• **WORK TO COMPLETE**: Scan the entries for lines containing the string "black". Reply with how many there are, and nothing else.

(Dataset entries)
--
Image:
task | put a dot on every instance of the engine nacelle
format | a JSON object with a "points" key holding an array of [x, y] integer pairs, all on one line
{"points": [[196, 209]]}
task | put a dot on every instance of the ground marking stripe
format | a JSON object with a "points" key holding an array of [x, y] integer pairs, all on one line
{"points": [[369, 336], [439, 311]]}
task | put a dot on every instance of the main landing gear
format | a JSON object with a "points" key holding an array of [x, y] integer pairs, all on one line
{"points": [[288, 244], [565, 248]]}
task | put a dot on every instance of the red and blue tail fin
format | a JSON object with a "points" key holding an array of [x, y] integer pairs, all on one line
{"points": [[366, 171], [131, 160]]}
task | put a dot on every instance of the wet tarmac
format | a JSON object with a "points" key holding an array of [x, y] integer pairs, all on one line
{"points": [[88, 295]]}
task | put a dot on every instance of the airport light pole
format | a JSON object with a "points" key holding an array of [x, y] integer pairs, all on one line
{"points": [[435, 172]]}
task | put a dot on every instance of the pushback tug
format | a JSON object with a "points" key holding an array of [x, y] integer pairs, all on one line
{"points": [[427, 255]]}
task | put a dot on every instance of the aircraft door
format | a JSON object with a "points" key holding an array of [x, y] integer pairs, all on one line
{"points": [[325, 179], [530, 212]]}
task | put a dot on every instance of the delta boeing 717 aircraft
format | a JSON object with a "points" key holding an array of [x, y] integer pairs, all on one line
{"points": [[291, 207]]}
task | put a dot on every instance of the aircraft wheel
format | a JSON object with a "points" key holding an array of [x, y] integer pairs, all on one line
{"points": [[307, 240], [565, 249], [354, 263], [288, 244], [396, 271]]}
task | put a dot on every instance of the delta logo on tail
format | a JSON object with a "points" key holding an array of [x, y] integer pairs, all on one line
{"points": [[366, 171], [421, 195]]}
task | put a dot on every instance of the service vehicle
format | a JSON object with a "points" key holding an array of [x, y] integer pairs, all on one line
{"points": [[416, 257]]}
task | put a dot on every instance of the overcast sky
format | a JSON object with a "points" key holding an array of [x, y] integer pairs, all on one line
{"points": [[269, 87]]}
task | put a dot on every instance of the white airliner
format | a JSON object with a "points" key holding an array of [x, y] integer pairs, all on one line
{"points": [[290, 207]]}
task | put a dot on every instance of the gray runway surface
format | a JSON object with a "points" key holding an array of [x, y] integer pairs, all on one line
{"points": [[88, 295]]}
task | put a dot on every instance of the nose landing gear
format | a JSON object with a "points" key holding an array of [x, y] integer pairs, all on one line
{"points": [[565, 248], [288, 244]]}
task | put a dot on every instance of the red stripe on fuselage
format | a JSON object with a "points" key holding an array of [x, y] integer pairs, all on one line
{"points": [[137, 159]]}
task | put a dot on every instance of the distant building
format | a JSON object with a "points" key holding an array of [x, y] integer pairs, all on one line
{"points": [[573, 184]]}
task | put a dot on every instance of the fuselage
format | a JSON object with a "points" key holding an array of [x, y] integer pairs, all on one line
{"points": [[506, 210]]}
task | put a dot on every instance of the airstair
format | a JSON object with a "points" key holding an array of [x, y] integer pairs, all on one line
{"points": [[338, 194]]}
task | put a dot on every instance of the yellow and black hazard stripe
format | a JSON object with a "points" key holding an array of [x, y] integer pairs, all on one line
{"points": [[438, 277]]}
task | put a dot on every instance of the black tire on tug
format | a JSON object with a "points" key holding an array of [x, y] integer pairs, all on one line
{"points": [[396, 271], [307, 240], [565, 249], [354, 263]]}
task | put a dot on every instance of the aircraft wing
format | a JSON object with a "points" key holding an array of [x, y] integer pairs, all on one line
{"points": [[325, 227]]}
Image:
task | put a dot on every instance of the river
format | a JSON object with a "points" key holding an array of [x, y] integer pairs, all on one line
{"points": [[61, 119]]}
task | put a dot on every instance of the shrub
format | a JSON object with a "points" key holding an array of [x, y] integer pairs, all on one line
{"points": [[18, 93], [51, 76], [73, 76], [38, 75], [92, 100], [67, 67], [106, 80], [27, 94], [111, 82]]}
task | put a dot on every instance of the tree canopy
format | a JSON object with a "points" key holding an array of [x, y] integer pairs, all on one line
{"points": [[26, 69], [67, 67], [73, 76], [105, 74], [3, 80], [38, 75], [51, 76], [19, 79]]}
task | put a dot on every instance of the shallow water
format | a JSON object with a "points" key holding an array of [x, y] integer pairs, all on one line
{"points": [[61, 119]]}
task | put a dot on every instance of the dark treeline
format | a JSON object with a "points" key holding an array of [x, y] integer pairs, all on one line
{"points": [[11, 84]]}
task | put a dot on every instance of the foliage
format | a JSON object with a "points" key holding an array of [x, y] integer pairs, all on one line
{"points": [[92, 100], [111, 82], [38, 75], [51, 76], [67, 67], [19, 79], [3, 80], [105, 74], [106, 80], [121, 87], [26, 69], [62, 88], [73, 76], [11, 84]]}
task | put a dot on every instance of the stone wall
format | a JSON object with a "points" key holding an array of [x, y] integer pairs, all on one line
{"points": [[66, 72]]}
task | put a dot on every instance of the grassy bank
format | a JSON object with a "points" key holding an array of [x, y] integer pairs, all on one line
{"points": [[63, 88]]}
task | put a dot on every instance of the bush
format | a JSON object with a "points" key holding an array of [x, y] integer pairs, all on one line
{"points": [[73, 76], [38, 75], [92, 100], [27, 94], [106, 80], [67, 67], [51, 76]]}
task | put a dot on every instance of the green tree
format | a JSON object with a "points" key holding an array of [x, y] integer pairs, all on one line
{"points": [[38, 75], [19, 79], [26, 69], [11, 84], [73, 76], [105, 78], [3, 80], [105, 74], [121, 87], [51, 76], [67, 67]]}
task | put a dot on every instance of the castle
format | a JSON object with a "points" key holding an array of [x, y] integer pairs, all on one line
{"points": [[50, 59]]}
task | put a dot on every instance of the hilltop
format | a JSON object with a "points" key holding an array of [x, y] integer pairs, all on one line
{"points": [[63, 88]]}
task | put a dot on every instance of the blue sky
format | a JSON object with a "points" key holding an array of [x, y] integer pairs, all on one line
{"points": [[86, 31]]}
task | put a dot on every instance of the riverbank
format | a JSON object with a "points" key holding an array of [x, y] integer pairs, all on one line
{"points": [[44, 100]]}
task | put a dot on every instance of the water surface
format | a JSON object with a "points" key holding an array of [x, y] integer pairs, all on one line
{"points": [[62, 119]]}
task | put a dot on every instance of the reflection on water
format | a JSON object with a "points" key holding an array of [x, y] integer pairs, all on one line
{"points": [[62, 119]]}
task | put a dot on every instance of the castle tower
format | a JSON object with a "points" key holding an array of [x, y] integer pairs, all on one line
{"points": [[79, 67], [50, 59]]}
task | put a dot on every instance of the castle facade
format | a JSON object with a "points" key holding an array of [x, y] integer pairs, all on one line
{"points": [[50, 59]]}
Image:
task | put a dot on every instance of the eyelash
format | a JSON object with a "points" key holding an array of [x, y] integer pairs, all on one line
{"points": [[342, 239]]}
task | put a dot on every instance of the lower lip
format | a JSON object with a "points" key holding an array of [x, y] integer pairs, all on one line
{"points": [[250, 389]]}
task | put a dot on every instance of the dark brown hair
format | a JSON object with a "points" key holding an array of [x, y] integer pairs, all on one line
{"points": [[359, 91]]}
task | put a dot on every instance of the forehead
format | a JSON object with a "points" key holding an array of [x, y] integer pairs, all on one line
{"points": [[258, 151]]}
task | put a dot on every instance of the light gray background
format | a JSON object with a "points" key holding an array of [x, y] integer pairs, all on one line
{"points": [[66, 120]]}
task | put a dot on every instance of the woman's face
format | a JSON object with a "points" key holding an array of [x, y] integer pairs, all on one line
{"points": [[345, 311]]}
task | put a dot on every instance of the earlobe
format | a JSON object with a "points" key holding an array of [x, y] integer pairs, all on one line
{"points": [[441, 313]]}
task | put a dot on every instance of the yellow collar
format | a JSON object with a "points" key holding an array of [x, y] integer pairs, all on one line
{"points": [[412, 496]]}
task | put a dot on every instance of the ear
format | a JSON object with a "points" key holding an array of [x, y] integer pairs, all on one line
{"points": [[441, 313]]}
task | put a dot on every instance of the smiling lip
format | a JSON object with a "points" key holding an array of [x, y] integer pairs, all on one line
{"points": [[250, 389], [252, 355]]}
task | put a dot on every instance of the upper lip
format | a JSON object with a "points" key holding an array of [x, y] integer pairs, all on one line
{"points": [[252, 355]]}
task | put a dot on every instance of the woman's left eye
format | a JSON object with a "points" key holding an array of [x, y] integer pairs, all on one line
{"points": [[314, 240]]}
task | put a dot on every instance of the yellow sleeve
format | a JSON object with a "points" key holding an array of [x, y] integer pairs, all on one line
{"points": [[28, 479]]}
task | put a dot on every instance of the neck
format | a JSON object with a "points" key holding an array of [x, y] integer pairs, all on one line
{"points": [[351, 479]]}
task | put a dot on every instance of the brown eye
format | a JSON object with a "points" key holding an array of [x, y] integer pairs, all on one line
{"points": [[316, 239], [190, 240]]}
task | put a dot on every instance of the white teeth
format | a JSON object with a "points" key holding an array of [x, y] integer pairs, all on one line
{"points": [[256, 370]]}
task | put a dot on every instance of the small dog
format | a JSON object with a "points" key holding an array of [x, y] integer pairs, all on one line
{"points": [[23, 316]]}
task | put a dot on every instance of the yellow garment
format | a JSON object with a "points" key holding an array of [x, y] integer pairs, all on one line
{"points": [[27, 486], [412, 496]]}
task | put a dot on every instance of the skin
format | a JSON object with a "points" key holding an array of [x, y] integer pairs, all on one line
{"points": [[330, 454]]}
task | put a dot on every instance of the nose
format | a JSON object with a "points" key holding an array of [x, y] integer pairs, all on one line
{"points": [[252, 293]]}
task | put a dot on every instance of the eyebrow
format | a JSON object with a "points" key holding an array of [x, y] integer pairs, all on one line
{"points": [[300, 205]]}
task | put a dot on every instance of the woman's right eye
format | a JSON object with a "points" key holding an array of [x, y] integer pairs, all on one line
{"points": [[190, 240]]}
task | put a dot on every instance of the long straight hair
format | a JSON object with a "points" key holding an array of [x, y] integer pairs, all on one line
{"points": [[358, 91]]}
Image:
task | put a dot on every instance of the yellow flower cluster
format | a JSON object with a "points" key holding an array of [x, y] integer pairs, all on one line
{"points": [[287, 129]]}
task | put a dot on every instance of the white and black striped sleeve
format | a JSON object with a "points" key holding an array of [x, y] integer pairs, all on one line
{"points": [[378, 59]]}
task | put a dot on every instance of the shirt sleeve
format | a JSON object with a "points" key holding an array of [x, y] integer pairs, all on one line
--
• **OUTPUT FOR THIS TASK**: 3